■ PEDIDO A ■
Pode reescrever as linhas das entradas, trocando "vacant lot" por "empty parcel" e deixando todo o resto igual?

━━ EXCERTO DA FONTE

Acórdão nº 0316/18.0BESNT de Supremo Tribunal Administrativo (Portugal), 21 de Abril de 2022

Magistrado ResponsávelJOSÉ GOMES CORREIA
Data da Resolução21 de Abril de 2022
EmissorSupremo Tribunal Administrativo (Portugal)

Acordam, em conferência, na Secção de Contencioso Tributário do Supremo Tribunal Administrativo 1. – Relatório Vem interposto recurso jurisdicional por A…………, S.A.

, melhor sinalizada nos autos, visando a revogação da sentença de 28-06-2021, do Tribunal Administrativo e Fiscal de Sintra, que julgou improcedente a impugnação que intentara contra a decisão de indeferimento da Reclamação Graciosa apresentada contra a autoliquidação da Contribuição Extraordinária sobre o Sector Energético (CESE) nº 27000001127, relativa ao ano de 2016, no montante de €185.976,25, absolvendo a Fazenda Pública dos pedidos.

Inconformada, nas suas alegações, formulou a recorrente A……….., S.A.

, as seguintes conclusões: Erros de julgamento Natureza da CESE 1.

━━━━

■ PEDIDO B ■
Pode reescrever em forma de lista, com os factos principais, o parágrafo do acórdão que começa por ", melhor sinalizada nos autos"?

━━ DADOS FORNECIDOS

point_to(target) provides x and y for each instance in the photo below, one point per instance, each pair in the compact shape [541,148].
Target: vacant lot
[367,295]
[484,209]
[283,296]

━━━━

■ RESPOSTA DO EXERCÍCIO A ■
point_to(target) provides x and y for each instance in the photo below, one point per instance, each pair in the compact shape [541,148].
Target: empty parcel
[367,295]
[484,209]
[283,296]

■ RESPOSTA DO EXERCÍCIO B ■
- Objetivo do recurso: revogar a sentença de 28-06-2021 do Tribunal Administrativo e Fiscal de Sintra.
- Decisão dessa sentença: julgou improcedente a impugnação e absolveu a Fazenda Pública dos pedidos.
- Objeto da impugnação: a decisão de indeferimento da Reclamação Graciosa.
- Alvo da reclamação: a autoliquidação da Contribuição Extraordinária sobre o Sector Energético (CESE) nº 27000001127.
- Ano: 2016.
- Montante: €185.976,25.